→ **ASSIGNED TASK**:
Write out the passage of the healthcare article from "You are standing" up to and including "it's their secret.".

Why America's healthcare system has transformed into an unlucky lottery

• www.naturalnews.com

(NaturalNews) Most of us are fully aware that America's healthcare system is a complete disaster, and has only worsened following the implementation of Obamacare. Bestselling investigative journalist Donald L. Barlett breaks down this scenario in his book, Critical Condition: How Health Care in America Became Big Business--and Bad Medicine, illustrating the way that corporate greed dictates the medical care we receive. The following is a snippet from his book:

You are standing in line at a supermarket to buy a box of Cheerios. You notice that the two customers in front of you are making the same purchase. The cashier rings up the first box at $5.41, just as advertised in the newspaper. But when the second box is scanned, the price registers $6.76. Strange, you think. Even more strange, the customer doesn't seem to notice the difference.

Then it's your turn. The cashier scans the box, and the price flashes $29.92. Why would anyone pay more than five times as much as another person for an identical box of cereal? They wouldn't. But when it comes to health care, you don't have any choice. And that's precisely the kind of spread that hospitals use in selling their services. Except you don't know it, it's their secret.

→ **Referring expression pointing data**:

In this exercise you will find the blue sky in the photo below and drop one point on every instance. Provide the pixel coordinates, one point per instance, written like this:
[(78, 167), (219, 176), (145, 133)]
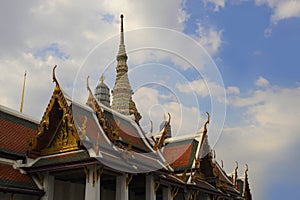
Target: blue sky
[(254, 44)]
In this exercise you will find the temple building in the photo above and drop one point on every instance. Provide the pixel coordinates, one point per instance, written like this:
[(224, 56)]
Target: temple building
[(98, 150)]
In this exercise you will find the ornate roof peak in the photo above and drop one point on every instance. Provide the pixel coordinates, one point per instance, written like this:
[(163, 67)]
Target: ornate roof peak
[(122, 51)]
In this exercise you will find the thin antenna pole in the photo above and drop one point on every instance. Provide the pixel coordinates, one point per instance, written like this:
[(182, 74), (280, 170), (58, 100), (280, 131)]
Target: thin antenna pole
[(23, 90)]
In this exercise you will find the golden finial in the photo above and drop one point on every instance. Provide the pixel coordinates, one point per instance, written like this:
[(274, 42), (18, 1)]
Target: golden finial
[(87, 85), (23, 91), (53, 75), (151, 126), (236, 165), (102, 78), (169, 120), (83, 127), (207, 122), (165, 117), (122, 16)]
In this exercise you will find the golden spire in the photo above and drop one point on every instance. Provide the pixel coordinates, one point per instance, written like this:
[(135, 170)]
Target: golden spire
[(122, 51), (102, 78), (23, 90)]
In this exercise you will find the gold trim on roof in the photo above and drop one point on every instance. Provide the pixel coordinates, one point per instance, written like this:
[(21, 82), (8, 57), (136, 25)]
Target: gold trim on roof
[(64, 137)]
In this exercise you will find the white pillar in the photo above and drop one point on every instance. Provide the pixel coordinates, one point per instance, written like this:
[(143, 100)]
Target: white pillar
[(121, 187), (92, 183), (150, 193), (48, 185), (167, 193)]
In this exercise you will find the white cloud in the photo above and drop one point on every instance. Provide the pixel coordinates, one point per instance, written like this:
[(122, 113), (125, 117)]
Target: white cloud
[(262, 82), (265, 133), (282, 9), (75, 27), (217, 3), (202, 88), (209, 38), (232, 90), (184, 119)]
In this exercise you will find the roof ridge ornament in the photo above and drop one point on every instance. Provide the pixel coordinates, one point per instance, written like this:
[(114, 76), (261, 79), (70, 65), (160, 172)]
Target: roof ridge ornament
[(53, 75), (87, 84), (207, 122), (102, 78), (247, 169)]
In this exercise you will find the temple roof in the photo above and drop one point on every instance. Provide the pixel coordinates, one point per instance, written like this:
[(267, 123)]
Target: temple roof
[(15, 131), (9, 177)]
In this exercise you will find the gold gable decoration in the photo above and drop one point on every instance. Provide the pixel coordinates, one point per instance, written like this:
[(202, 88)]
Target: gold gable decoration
[(64, 140), (55, 135)]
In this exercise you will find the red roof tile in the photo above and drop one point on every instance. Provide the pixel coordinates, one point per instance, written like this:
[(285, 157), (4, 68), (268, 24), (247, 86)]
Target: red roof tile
[(9, 177), (14, 136)]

→ **ANSWER SPACE**:
You are standing in line at a supermarket to buy a box of Cheerios. You notice that the two customers in front of you are making the same purchase. The cashier rings up the first box at $5.41, just as advertised in the newspaper. But when the second box is scanned, the price registers $6.76. Strange, you think. Even more strange, the customer doesn't seem to notice the difference.

Then it's your turn. The cashier scans the box, and the price flashes $29.92. Why would anyone pay more than five times as much as another person for an identical box of cereal? They wouldn't. But when it comes to health care, you don't have any choice. And that's precisely the kind of spread that hospitals use in selling their services. Except you don't know it, it's their secret.